- [Task statement]:
Look below for the line that contains "the yellow stamen", then copy it and each following line exactly, through and including the line that contains "of the long".

Stored entries:
■ ■ ■ ■ ■ ■ ■

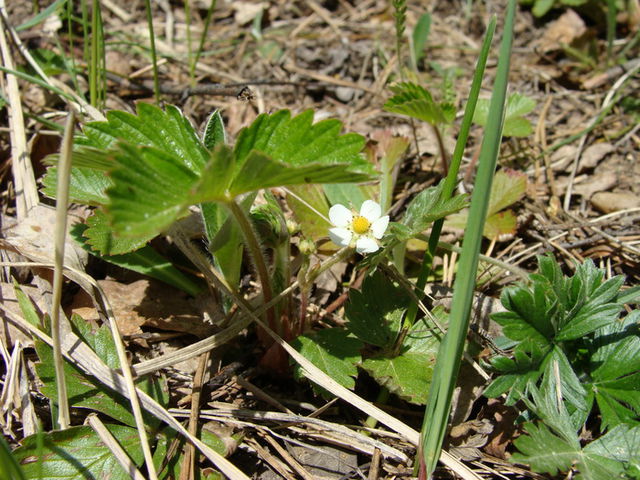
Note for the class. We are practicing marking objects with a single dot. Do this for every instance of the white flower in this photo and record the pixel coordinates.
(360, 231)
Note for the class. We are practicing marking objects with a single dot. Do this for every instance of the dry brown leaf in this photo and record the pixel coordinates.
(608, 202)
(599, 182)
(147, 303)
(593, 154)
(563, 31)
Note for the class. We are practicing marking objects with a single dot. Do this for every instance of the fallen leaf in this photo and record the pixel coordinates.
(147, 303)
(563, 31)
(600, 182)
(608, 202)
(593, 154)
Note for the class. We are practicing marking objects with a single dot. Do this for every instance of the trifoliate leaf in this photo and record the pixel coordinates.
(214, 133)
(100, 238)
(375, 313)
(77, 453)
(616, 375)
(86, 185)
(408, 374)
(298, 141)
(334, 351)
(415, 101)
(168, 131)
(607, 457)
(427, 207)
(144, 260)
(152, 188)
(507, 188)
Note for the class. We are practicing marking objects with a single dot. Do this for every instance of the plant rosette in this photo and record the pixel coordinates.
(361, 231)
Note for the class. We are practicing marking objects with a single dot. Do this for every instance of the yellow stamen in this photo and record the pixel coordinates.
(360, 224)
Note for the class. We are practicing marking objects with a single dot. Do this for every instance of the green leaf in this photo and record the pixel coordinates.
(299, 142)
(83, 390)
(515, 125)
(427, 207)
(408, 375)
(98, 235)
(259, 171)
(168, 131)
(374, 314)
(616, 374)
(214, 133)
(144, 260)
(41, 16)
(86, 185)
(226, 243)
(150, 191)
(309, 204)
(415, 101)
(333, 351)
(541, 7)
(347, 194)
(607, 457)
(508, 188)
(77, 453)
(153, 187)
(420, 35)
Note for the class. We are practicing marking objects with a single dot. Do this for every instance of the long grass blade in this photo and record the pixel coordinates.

■ ■ ■ ■ ■ ■ ■

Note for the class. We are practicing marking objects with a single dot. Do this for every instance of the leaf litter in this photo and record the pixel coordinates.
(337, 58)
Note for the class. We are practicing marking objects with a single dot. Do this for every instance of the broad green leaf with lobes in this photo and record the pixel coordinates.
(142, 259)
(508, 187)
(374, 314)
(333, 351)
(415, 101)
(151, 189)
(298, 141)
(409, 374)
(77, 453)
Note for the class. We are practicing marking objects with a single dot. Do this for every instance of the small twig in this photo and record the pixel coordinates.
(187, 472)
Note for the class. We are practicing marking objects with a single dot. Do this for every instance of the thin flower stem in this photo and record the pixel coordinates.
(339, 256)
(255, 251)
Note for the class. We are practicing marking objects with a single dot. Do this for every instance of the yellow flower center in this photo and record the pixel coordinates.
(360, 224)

■ ■ ■ ■ ■ ■ ■

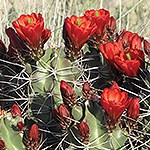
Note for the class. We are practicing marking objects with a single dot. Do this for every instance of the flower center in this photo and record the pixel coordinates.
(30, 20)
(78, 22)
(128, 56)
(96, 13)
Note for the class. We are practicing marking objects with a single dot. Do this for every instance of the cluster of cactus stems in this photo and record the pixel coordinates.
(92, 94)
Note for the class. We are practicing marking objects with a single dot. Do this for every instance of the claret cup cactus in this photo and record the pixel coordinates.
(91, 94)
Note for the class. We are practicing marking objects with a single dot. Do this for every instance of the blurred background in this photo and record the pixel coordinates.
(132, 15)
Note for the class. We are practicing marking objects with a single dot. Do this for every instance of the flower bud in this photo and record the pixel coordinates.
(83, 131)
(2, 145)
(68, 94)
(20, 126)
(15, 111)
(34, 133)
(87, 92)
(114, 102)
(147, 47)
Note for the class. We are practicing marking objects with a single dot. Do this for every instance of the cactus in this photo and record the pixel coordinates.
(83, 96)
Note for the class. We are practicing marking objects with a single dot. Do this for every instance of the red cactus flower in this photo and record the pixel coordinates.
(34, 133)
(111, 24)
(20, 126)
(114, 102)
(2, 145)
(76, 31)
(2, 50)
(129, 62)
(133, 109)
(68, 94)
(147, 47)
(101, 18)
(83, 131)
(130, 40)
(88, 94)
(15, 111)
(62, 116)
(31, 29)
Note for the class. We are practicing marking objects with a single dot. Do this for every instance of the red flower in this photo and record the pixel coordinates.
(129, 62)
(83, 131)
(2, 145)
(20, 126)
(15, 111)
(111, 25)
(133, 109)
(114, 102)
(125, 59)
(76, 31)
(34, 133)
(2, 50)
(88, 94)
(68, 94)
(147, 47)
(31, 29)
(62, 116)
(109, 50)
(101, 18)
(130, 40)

■ ■ ■ ■ ■ ■ ■

- [Task response]:
Note for the class. We are practicing marking objects with a single dot. Do this for every instance of the yellow stamen in this photo and record the pixel coordinates.
(360, 224)
Note for the class. We are practicing marking objects with a single dot. Do this for every instance of the green leaf in this photo and record the pixel coordinates.
(299, 142)
(83, 390)
(515, 125)
(427, 207)
(408, 375)
(98, 235)
(259, 171)
(168, 131)
(374, 314)
(616, 374)
(214, 133)
(144, 260)
(41, 16)
(86, 185)
(226, 243)
(150, 191)
(309, 204)
(415, 101)
(333, 351)
(541, 7)
(347, 194)
(607, 457)
(508, 188)
(77, 453)
(153, 187)
(420, 35)
Note for the class. We are practicing marking objects with a single dot. Do this for every instance of the long grass blade in this photo and record the pixel coordinates.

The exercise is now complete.